Text excerpt:

Dwell + BioCom Highlight BAM Life Sciences

BioCom invited BAM Principal Brian Spence, our client TCRCure Biopharma, and other industry leaders to explore the ins and outs of facilities management in biotech.

To effectively examine this topic with valuable takeaways, Brian provided an in-depth case study of BAM’s work on HATCHspaces, recently featured in Dwell.

A collaboration between Agora Partners and ASG Real Estate, the creators of HATCHspaces describes their partnership as “a real estate company built around the needs of life sciences – not the other way around.” The mission of HATCHspaces is to provide “meticulously curated creative spaces for life sciences,” and BAM is helping to make this dream a reality across four projects – HATCHx accelerator, HATCHlabs, HATCH CMO and HATCHcampus.  These four sites allow Los Angeles to cultivate science and research from start up and incubator through their growth to an established biotech company.

HATCHspaces is a breakthrough in life science facility design by creating a multi-tenant building to support the broadest range of science in the most efficient way possible. Following a few design iterations, the ideal arrangement involved maintaining the single-story warehouse framework. As the client preferred the industrial aesthetic as a nod to the building’s past as a 1930s furniture manufacturing warehouse, BAM had the creative freedom to highlight and restore the historic construction techniques and materials. Though we preserved the building origins, supporting current research required more power. With consideration of how to best support modern scientists, our team upgraded the electrical service with new transformers, and reframed the roof to support HVAC equipment and generators. Preserving the critical research under a variety of circumstances, the new electrical support ensures standby power. If the primary power should fail, a secondary source will turn on, saving the research of ongoing experiments for potentially life-saving treatments.

Natural language descriptions of regions
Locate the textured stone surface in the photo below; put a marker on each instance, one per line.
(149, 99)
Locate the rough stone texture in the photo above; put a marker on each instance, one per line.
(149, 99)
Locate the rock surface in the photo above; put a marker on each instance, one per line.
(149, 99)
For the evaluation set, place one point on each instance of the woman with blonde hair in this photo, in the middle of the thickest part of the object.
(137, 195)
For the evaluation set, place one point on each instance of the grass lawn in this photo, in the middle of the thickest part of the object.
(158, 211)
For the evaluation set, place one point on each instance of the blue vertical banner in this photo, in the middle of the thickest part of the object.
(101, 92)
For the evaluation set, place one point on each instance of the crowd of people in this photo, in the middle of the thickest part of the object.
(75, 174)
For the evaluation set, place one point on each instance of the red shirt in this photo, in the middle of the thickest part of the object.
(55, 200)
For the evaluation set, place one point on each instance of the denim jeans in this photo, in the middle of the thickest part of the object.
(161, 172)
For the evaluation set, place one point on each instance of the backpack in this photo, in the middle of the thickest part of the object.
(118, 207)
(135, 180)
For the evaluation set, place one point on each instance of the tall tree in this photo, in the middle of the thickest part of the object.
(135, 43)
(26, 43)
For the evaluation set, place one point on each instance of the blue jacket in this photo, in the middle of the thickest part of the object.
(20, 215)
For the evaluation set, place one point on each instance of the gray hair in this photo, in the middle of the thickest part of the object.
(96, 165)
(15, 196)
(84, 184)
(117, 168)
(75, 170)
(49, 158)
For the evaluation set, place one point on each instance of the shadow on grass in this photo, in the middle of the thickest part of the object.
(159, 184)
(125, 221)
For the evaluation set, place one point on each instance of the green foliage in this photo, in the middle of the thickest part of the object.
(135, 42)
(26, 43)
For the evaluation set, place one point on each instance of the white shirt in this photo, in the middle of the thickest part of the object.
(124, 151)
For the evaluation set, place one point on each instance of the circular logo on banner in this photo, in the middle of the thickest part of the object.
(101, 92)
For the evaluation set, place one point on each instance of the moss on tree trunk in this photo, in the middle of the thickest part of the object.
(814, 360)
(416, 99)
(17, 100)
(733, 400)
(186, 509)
---
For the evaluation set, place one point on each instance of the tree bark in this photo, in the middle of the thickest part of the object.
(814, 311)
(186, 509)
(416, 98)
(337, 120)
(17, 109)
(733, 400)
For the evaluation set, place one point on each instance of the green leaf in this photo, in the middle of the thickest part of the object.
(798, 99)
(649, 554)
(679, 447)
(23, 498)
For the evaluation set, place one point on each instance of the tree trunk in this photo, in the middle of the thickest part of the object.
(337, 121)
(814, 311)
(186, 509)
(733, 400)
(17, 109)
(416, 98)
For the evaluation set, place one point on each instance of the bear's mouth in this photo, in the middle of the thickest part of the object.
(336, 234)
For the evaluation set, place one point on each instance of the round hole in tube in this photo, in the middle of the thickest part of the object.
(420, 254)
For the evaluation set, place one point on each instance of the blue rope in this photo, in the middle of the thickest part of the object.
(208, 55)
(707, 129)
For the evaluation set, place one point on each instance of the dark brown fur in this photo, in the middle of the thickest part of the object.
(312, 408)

Complete the following:
a - Copy word for word the part of the HATCHspaces article starting with "Dwell + BioCom" and going on through "management in biotech.".
b - Write the next part of the HATCHspaces article, picking up right after its final sentence.
None of the entries are needed here.

Task results:
a -
Dwell + BioCom Highlight BAM Life Sciences

BioCom invited BAM Principal Brian Spence, our client TCRCure Biopharma, and other industry leaders to explore the ins and outs of facilities management in biotech.

b -
Providing this technical infrastructure, each new tenant only requires basic improvements to casework, benches, walls, and ceilings to customize the space to suit their specific research and culture. This arrangement expedites the plan check process, which results in prompt project completion and allows scientists to conduct or continue their research without significant delay.  At the opening reception for HATCHspaces, the Los Angeles Mayor’s Office presented a certificate recognizing HATCH as “the City’s first biotech wet lab co-working facility, introducing a new innovative adaptive reuse model for expanding wet lab space dedicated to research, development and commercialization of novel technologies and therapeutics.”